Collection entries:

start

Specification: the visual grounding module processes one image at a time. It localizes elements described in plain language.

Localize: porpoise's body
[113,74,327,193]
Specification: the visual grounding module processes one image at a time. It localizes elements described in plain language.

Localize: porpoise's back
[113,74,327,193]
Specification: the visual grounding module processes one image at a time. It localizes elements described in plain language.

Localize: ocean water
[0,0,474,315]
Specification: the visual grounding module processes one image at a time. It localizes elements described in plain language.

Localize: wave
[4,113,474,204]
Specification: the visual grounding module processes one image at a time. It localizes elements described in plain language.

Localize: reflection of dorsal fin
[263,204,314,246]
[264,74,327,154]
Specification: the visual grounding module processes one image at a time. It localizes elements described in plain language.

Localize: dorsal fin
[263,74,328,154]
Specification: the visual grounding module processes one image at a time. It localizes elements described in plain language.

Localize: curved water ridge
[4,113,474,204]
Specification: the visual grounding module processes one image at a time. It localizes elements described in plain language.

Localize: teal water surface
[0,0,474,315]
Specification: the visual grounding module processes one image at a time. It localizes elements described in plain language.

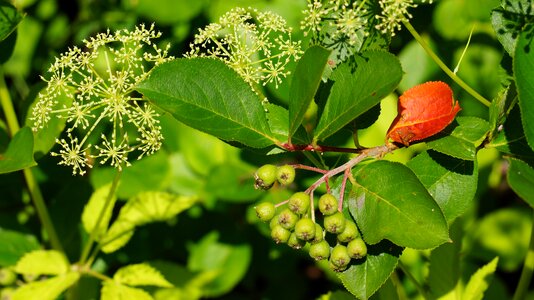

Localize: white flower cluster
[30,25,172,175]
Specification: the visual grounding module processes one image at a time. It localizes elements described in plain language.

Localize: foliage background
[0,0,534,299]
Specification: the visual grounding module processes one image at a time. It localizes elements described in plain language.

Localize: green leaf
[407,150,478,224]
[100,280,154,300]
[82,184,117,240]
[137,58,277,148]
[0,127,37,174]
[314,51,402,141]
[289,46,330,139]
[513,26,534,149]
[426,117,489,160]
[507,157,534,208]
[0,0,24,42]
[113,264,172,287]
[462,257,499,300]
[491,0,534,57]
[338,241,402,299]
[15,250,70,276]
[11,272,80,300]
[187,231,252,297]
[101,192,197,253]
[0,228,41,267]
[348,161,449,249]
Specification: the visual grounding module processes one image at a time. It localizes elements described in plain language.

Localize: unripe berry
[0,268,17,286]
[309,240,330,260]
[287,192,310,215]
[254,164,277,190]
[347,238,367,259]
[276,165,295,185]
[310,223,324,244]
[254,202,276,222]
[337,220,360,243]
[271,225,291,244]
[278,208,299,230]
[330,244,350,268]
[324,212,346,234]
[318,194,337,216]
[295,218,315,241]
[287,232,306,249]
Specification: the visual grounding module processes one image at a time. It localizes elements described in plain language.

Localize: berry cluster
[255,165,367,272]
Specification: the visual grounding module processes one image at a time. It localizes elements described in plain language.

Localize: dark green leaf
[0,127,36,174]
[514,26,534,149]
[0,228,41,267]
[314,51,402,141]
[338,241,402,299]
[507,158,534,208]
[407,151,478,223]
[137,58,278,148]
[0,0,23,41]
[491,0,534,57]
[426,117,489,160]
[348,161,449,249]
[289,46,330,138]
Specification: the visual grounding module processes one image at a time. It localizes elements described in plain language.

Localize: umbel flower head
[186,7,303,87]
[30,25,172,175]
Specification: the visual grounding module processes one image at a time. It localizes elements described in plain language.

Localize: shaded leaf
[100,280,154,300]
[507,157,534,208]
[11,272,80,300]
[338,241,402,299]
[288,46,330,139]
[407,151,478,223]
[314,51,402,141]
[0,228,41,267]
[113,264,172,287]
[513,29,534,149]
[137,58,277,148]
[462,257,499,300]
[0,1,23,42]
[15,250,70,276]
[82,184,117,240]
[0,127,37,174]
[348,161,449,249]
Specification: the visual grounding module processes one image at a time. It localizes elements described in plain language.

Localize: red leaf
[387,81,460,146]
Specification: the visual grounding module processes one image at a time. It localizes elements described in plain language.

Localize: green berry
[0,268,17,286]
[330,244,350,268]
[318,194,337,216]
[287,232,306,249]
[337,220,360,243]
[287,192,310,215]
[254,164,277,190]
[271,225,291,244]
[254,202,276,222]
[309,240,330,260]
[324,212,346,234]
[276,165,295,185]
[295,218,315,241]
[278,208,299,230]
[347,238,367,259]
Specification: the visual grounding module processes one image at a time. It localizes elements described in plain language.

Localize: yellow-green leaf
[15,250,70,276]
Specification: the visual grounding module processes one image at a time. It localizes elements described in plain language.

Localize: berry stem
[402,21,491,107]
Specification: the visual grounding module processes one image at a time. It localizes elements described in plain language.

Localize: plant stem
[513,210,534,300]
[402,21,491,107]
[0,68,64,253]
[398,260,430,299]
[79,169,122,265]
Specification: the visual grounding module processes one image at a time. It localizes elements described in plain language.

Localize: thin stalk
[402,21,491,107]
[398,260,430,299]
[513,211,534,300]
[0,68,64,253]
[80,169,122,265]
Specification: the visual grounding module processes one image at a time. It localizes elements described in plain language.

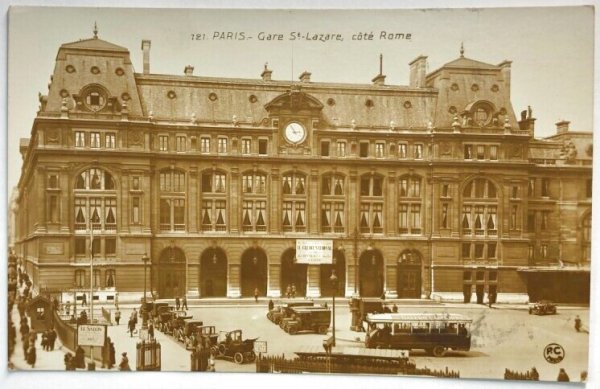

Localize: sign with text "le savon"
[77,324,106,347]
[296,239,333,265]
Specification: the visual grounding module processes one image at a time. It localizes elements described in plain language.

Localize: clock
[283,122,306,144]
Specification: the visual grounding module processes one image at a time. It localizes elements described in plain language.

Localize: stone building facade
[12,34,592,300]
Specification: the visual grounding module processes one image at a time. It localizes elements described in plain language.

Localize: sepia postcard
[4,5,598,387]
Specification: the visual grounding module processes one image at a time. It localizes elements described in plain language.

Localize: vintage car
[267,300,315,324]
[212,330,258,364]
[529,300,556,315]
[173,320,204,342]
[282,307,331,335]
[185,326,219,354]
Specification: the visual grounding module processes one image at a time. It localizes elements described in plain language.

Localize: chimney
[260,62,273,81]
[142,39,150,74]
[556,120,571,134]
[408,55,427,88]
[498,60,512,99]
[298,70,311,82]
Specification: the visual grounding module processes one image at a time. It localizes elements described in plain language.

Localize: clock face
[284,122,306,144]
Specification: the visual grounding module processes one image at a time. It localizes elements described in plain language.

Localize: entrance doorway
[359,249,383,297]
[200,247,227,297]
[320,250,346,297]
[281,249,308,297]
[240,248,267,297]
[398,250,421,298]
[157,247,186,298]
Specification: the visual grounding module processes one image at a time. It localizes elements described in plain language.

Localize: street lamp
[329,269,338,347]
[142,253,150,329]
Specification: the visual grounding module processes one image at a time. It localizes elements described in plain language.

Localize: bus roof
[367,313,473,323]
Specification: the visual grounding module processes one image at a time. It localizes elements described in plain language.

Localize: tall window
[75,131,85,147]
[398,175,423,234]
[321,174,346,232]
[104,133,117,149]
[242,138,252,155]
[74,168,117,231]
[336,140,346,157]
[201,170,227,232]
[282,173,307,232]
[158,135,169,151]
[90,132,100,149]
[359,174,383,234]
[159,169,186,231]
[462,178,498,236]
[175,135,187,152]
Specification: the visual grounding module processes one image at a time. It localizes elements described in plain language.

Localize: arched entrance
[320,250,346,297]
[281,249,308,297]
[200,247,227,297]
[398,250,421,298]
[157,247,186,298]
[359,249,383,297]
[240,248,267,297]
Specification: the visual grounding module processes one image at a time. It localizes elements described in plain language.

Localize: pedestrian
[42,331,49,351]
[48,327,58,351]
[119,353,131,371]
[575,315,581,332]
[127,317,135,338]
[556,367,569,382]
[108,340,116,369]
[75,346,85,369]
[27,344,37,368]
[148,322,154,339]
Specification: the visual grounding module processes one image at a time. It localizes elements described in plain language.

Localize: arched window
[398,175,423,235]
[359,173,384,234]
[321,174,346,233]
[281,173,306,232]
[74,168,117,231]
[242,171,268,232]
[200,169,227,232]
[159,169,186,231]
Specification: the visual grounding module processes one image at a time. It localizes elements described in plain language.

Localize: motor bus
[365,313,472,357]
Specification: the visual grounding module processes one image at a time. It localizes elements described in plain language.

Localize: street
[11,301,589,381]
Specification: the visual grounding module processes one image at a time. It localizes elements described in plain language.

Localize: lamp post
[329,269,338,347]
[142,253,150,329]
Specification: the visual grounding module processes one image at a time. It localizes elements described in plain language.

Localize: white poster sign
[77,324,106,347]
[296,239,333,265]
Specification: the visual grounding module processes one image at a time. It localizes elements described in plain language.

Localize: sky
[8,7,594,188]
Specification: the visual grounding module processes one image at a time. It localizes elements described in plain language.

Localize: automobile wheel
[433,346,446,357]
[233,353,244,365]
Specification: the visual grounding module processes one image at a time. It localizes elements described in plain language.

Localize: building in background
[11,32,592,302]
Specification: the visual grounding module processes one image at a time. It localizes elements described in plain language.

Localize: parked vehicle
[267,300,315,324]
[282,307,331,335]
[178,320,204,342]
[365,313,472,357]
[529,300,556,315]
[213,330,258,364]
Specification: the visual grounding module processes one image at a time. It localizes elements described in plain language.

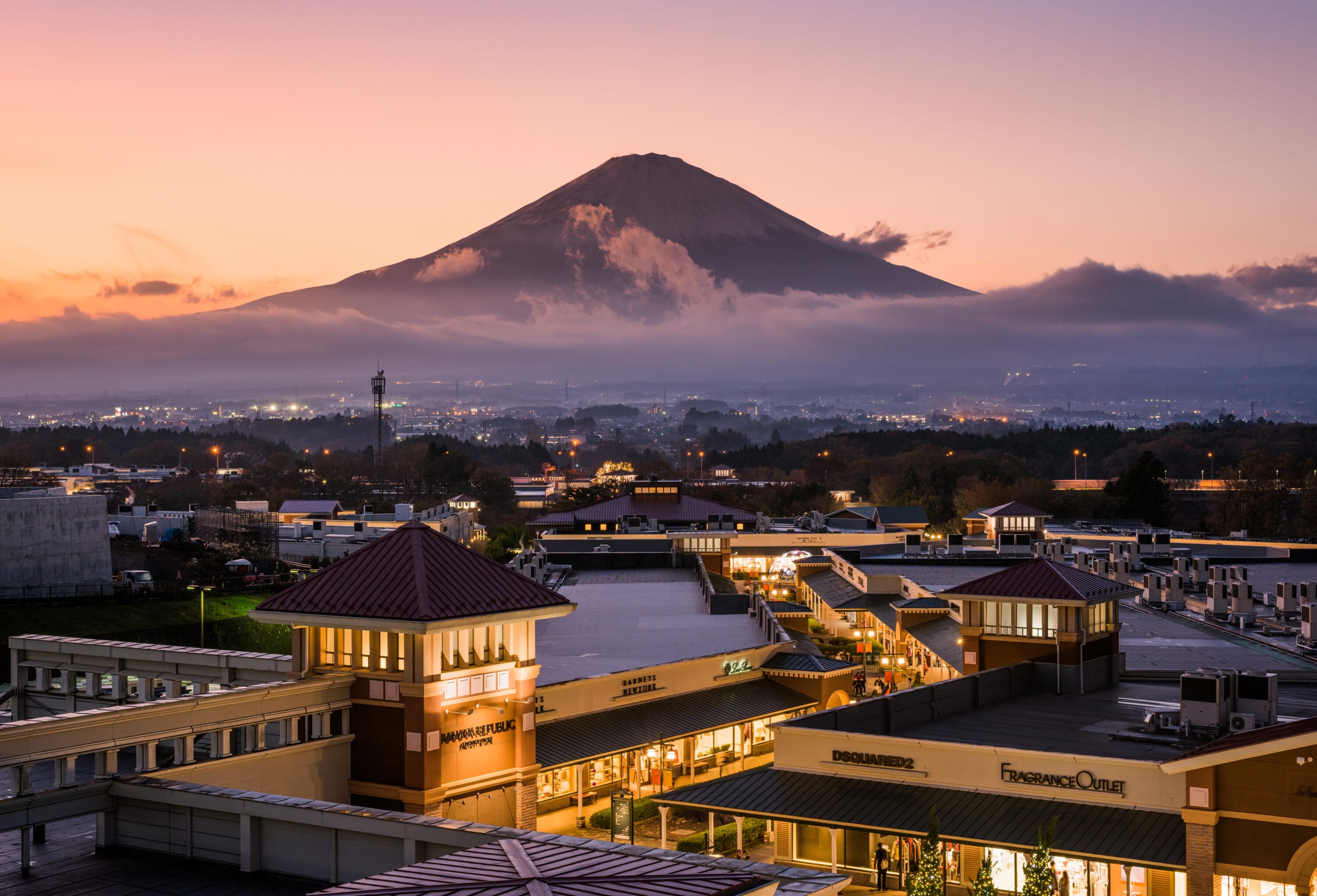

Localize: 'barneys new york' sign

end
start

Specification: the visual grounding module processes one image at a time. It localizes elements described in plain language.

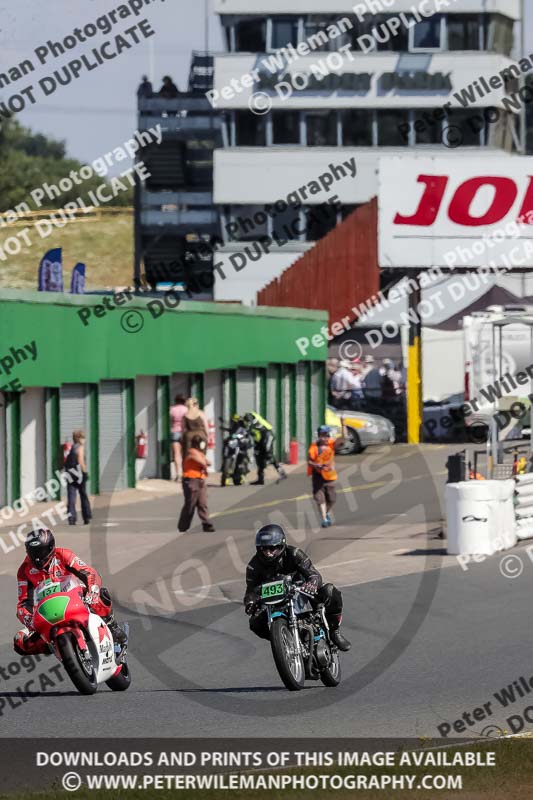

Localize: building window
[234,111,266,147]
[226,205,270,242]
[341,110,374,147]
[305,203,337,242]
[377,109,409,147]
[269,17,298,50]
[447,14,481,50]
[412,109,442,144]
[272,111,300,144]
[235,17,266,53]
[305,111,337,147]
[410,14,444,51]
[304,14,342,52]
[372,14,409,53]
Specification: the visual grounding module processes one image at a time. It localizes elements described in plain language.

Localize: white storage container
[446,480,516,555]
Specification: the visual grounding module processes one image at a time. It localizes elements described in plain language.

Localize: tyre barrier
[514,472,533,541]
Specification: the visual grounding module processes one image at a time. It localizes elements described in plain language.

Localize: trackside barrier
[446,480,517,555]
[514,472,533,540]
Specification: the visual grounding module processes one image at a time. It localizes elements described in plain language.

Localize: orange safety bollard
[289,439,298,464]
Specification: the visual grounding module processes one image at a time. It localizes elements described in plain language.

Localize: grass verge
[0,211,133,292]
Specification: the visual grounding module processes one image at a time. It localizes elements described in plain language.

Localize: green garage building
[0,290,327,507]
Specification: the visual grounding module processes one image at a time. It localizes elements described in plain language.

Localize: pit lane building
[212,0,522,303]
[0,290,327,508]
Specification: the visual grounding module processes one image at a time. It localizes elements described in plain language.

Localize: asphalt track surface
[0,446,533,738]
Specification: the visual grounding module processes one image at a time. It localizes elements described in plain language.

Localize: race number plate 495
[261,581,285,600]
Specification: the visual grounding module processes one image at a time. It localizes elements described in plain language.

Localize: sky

end

Task ->
Locate each line in the items above that contains the word "water", and copy those lines out.

Solution to the problem ->
Localize: ocean water
Localize: curved water ridge
Localize: teal water surface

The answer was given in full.